[GIVEN TEXT]
_ _ _ _ _

1-270 Infantry School Lecture

Publisher: The Johns Hopkins University Press

Infantry School Lecture1

[n.d.] [Fort Benning, Georgia]

Development in Tactics.

I have been asked to talk on the latest developments in tactics. This provides a broad subject that might be argued pro and con for a long series of evenings, so an extreme of brevity is necessary. Furthermore, much that I will say is the result of personal observations and represents my personal views, rather than the formal conclusions of the War Department. I offer these views merely as food for thought, in connection with your military studies and training.

To begin with, please keep clearly in mind that I am dealing with the finished product, as it were, and not discussing the preliminary training that is absolutely necessary to the education of a competent officer. Discipline and disciplinary methods, administration, logistics and elementary tactical technique—all matters of your current extension courses—are not the subject of this discussion. I will only invite your attention to the fact that a necessary preliminary for the musician is a painstaking practice of scales before he reaches the point of making music. Exact forms for orders and annexes, road spaces, systems of abbreviations, symbols for troop units, headquarters, dumps, etc., frontages, formations for attack or defense—estimates of the situations, and a multitude of similar matters of technique, are to the officer what scales and similar exercises are to the musician. Exactitude is required in each exercise, until the correct methods become automatic. That is the sort of training you are now undergoing. Later you will be in a position to add or subtract, to amend, or even to depart rather completely from the methods you have learnt—but not until you have thoroughly mastered the elementary technique.

Before commenting on recent tactical developments, I will ask you first to think back to the World War in its fourth year when the American Army appeared on the battlefield. That was a very special form of fighting, one of static or semi-siege warfare. It seemed very complicated because of the elaborate system of fighting sectors into which the front in France had gradually developed—immense masses of artillery, a maze of trenches, barbed-wire and concrete emplacements, thousands of miles of 60-centimeter railroad actually operating on the battlefield, huge dumps of ammunition and supplies, and installations comparable to the public utilities of great cities. Vast and complicated as this set-up appeared to us, it was more or less fixed in place. Our maps showed every enemy trench. We had photographs of his principal emplacements. We usually knew his strength, the location of most of his cannon and machine guns, the numeral and history of his organizations confronting us.

Green troops in a sector therefore had some chance of saving themselves from the full penalty of their errors. Similar failures in warfare of movement would have led to the destruction or temporary disintegration of a command.

_ _ _ _ _

[REQUEST A]
In the infantry school lecture, what gauge of railroad is described as operating on the battlefield in France?

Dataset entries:

_ _ _ _ _

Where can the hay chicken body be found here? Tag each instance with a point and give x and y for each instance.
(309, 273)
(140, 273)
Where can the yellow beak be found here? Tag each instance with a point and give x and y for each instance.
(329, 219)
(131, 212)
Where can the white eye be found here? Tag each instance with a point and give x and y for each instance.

_ _ _ _ _

[REQUEST B]
Reproduce all of the records, swapping "Tag" for "Mark" and leaving everything else unchanged.

[COMPLETE OUTPUT A]
The railroad was 60-centimeter.

[COMPLETE OUTPUT B]
Where can the hay chicken body be found here? Mark each instance with a point and give x and y for each instance.
(309, 273)
(140, 273)
Where can the yellow beak be found here? Mark each instance with a point and give x and y for each instance.
(329, 219)
(131, 212)
Where can the white eye be found here? Mark each instance with a point and give x and y for each instance.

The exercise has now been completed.